[EXERCISE] Summarize the IBM Cloud cluster network announcement in two sentences.
-------- TEXT SHOWN --------
Announcing IBM Cloud cluster network for NVIDIA accelerated computing
IBM Hybrid Cloud and Infrastructure
IBM Hybrid Cloud and Infrastructure has the tools to make AI real. It’s your cloud. We protect it. You control it.
Written by Drew Thorstensen , Eran Gampel , Weiming Gu , Kiran Pillai , Seetharami Seelam
We recently announced the availability of NVIDIA H100 instance profiles on IBM Cloud. These instances are tuned and primed to support a range of AI workloads, such as large model inferencing, fine-tuning and training. However, as artificial intelligence (AI) deployments grow, so does the need to scale out the infrastructure across multiple nodes.
We are now making available a new top-level service to support multi-node scaling: our Cluster Network service. This service builds upon the foundation of IBM’s Vela infrastructure. After supercharging our network for internal workloads, we took the steps to externalize this capability and make it available to users who are looking to scale out their AI workloads.
In a properly tuned AI system, there are at least 3 distinct networks.
The first network—referred to as the “Cloud Network” (item 1 in the diagram)—is well known. Cloud Network is a standard full-fledged network that provides a full feature set for IBM Cloud, such as Security Groups, Network Access Control Lists, Transit Gateways and more. It also provides access to Cloud Object Storage, File Storage, Block Storage and all the infrastructure that is needed to support your workloads. The Cloud Network effectively connects you to the IBM Cloud Infrastructure.
The GPUs in the NVIDIA H100-based server also have an ultra-fast connection between each other. The NVIDIA NVLink fabric extends directly into the virtual machine and provides a high-speed, point-to-point connection between the GPUs. IBM refers to this fabric as the “native accelerator fabric” (item 2 in the diagram).
Within the server, there is affinity on each PCIe bus, where every NVIDIA H100 Tensor Core GPU is effectively and additionally paired with a NVMe drive and a high-speed NIC.
This brings us to the final network—the dedicated cluster network?(item 3)—which allows the GPUs to communicate with each other over a high-speed channel. For AI training or fine-tuning workloads, scaling the network out is critical. This dedicated set of lanes allows the nodes to talk directly to each other.
One of IBM’s core design points for Cluster Networking is to integrate different backend cluster networks for different solutions. What fits for an NVIDIA H100 solution may be fundamentally different than what is needed for other cluster networks. By separating the cluster network?abstraction, IBM Cloud maintains the flexibility to apply fit-for-purpose, high-speed networks for workloads, while maintaining a full feature set via the cloud NIC.
AI traffic patterns are fundamentally different from a Cloud Network. They tend to be low-entropy, high-bandwidth, point-to-point traffic. The traffic patterns of AI training workloads are micro stampedes. Our first goal is to make sure that performance is achieved.?
While performance is critical, we also determined that resiliency and redundancy in the AI network is important. We wanted to help ensure that if a link failure occurred on a cluster NIC, the workload could slow down rather than fall back to its last checkpoint and lose the work.
-------- DATA SECTION --------
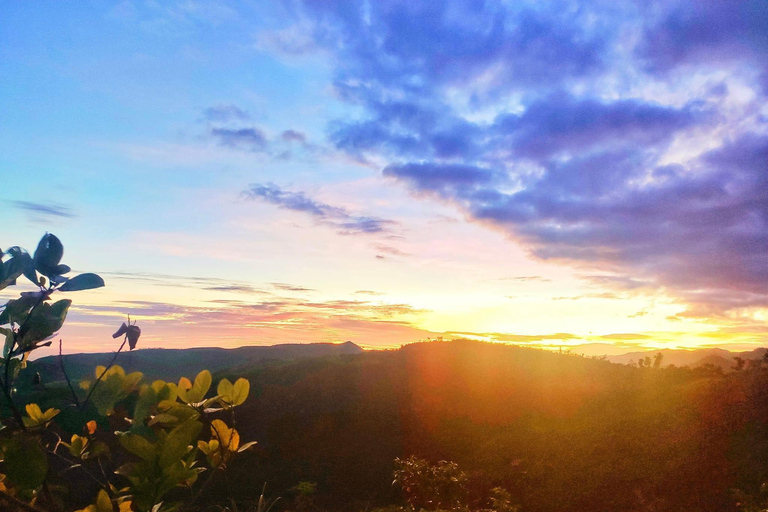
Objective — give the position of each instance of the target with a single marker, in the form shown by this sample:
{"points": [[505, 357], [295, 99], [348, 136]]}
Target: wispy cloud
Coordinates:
{"points": [[643, 157], [38, 210], [248, 139], [345, 222], [224, 113]]}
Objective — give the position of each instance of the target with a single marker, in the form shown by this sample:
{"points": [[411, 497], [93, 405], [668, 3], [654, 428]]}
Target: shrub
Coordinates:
{"points": [[113, 442]]}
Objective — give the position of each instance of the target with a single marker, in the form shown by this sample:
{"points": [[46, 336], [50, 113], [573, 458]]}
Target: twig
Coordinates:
{"points": [[66, 377], [111, 363]]}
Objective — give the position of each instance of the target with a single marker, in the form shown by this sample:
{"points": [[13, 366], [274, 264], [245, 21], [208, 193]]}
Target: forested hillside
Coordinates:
{"points": [[561, 432]]}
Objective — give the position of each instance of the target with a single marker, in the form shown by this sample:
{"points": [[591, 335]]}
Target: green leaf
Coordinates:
{"points": [[138, 445], [9, 272], [25, 462], [46, 319], [82, 282], [246, 446], [176, 445], [199, 389], [233, 394], [26, 262], [48, 255]]}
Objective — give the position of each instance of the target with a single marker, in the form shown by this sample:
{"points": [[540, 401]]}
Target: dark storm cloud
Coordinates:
{"points": [[339, 218], [560, 123]]}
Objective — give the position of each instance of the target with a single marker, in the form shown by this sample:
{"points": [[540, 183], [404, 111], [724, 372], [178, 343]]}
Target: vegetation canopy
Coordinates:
{"points": [[112, 442]]}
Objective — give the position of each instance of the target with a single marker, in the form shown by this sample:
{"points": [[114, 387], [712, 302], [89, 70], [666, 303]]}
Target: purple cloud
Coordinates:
{"points": [[625, 137], [339, 218]]}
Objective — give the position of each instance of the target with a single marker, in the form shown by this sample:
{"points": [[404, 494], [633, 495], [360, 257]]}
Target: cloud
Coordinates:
{"points": [[235, 323], [294, 136], [248, 139], [37, 210], [290, 287], [224, 113], [625, 139], [339, 218]]}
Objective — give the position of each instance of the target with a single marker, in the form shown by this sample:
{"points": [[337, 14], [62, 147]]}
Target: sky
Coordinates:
{"points": [[585, 174]]}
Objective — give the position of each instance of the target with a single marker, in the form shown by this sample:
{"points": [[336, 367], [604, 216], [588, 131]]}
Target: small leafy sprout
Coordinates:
{"points": [[37, 417], [131, 332]]}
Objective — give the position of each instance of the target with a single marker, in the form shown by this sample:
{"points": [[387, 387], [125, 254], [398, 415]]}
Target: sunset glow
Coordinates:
{"points": [[543, 173]]}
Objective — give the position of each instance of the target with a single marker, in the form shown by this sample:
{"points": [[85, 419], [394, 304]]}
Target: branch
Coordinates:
{"points": [[66, 377], [111, 364]]}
--------
[TASK ANSWER] IBM Cloud is making available a new top-level Cluster Network service, built on the foundation of IBM's Vela infrastructure, to support multi-node scaling of AI workloads on its NVIDIA H100 instances. The announcement describes three distinct networks in a properly tuned AI system (the Cloud Network connecting to IBM Cloud infrastructure, the native accelerator fabric linking GPUs through NVIDIA NVLink, and the dedicated cluster network letting nodes talk directly over a high-speed channel) and states that performance, resiliency and redundancy are goals of the design.